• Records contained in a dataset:
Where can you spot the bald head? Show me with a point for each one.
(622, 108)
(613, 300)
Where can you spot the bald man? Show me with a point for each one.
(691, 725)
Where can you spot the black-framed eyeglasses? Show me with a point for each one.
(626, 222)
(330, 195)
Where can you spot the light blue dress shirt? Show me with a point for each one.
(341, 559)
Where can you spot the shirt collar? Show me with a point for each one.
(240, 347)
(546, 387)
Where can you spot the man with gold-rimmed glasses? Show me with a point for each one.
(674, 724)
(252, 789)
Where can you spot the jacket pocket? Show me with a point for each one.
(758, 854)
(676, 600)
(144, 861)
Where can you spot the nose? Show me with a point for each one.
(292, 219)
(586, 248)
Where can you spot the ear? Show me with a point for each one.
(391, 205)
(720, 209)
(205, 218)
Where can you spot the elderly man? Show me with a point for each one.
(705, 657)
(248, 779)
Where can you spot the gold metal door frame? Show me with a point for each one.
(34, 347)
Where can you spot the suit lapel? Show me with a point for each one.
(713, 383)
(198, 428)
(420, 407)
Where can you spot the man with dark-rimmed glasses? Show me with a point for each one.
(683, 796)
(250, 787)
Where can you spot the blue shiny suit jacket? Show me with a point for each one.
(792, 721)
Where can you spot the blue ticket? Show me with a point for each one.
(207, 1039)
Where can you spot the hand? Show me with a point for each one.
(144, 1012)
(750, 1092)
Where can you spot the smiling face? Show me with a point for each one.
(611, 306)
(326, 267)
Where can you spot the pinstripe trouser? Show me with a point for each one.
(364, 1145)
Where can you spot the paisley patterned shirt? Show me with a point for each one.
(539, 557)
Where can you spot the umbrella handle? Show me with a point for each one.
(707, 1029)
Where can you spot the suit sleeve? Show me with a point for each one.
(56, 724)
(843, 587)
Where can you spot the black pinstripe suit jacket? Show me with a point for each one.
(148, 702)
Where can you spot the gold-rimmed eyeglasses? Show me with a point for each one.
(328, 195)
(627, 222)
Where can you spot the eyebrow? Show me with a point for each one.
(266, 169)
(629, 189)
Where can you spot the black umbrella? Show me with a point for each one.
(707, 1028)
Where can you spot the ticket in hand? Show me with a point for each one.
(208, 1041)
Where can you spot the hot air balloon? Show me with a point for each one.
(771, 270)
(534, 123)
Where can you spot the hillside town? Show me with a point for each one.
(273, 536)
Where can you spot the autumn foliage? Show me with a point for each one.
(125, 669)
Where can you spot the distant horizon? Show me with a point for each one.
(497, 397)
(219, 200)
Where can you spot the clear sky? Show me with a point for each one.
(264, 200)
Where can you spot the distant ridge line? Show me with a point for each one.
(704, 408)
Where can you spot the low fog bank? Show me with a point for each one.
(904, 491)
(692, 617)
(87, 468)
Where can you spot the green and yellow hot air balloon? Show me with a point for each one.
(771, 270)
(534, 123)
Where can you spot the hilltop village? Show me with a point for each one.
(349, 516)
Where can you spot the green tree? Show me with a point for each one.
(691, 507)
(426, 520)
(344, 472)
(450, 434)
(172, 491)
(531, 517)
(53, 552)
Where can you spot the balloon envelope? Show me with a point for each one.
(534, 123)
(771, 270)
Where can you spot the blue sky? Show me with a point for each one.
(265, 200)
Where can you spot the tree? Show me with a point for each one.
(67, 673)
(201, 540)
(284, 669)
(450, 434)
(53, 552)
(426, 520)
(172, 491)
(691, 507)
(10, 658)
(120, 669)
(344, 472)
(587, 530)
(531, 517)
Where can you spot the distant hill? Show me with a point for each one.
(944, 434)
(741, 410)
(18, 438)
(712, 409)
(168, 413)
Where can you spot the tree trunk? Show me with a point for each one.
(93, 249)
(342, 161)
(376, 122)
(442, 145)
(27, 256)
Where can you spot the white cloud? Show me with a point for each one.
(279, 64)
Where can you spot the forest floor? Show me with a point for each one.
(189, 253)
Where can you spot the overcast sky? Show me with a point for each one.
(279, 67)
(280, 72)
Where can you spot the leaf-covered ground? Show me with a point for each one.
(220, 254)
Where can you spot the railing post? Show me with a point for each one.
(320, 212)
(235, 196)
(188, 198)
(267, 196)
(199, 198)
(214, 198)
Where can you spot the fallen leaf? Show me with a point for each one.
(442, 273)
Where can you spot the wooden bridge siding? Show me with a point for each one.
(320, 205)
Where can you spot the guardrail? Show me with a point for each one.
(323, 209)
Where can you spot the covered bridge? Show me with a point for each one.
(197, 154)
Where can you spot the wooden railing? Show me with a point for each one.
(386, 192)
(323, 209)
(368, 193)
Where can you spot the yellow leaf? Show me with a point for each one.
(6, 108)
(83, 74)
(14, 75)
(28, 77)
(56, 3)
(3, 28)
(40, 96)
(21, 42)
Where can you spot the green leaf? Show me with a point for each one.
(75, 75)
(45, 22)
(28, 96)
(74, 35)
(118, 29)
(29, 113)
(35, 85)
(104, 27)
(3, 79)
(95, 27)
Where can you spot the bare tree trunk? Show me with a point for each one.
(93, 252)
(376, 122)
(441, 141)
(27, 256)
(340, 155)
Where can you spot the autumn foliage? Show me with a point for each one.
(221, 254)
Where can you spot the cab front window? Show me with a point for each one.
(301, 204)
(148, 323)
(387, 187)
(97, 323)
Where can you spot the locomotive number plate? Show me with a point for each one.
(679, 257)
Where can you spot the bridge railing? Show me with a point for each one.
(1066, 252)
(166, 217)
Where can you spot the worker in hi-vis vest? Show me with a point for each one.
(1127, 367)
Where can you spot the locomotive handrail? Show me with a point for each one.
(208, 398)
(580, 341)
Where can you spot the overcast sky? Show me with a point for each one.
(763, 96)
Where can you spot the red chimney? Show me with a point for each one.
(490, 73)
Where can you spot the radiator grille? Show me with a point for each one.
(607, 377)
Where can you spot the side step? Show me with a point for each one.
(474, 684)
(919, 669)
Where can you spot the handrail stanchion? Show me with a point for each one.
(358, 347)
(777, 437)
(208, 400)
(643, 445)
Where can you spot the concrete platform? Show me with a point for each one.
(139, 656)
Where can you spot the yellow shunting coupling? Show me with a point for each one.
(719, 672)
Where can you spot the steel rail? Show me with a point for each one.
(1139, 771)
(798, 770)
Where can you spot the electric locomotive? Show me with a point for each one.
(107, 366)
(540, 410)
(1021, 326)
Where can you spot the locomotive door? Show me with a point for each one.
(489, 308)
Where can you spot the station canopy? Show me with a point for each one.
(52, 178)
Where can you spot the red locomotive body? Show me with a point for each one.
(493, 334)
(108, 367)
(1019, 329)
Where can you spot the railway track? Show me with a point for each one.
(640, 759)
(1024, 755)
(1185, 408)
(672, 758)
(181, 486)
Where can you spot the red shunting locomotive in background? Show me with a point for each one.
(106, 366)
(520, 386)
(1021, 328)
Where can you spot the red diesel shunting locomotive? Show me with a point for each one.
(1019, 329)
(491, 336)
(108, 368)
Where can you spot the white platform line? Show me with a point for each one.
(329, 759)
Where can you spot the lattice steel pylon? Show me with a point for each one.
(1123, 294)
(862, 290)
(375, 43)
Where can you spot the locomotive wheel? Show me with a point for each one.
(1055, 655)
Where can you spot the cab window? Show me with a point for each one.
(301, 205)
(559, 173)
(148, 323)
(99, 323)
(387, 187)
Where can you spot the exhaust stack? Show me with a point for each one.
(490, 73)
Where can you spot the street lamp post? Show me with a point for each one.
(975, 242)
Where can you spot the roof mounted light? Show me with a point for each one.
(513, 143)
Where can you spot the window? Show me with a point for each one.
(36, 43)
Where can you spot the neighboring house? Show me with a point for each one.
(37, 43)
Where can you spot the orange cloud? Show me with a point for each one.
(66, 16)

• Task instructions:
With both ends included, please retype exactly the lines from the line containing "Where can you spot the red diesel" to the final line of the data.

• Result:
Where can you spot the red diesel shunting locomotive? Show me with a point for each one.
(1019, 329)
(491, 336)
(108, 368)
Where can you spot the white platform line? Show me with a point for each one.
(329, 759)
Where can you spot the lattice steel pylon? Show me with a point for each one.
(1123, 294)
(862, 290)
(375, 43)
Where can you spot the locomotive wheel? Show me with a point for each one.
(1055, 655)
Where can you spot the cab window? Show me with a point for each one.
(301, 205)
(559, 173)
(148, 323)
(99, 323)
(387, 187)
Where can you spot the exhaust stack? Show me with a point for each one.
(490, 73)
Where can you spot the street lamp post? Show me with a point for each one.
(975, 242)
Where can you spot the roof mounted light? Show me with a point for each one.
(513, 143)
Where can you spot the window? Show me with a point for each one.
(36, 43)
Where can you spot the neighboring house? Show me with a point for each one.
(37, 43)
Where can you spot the orange cloud? Show me with a point for each one.
(66, 16)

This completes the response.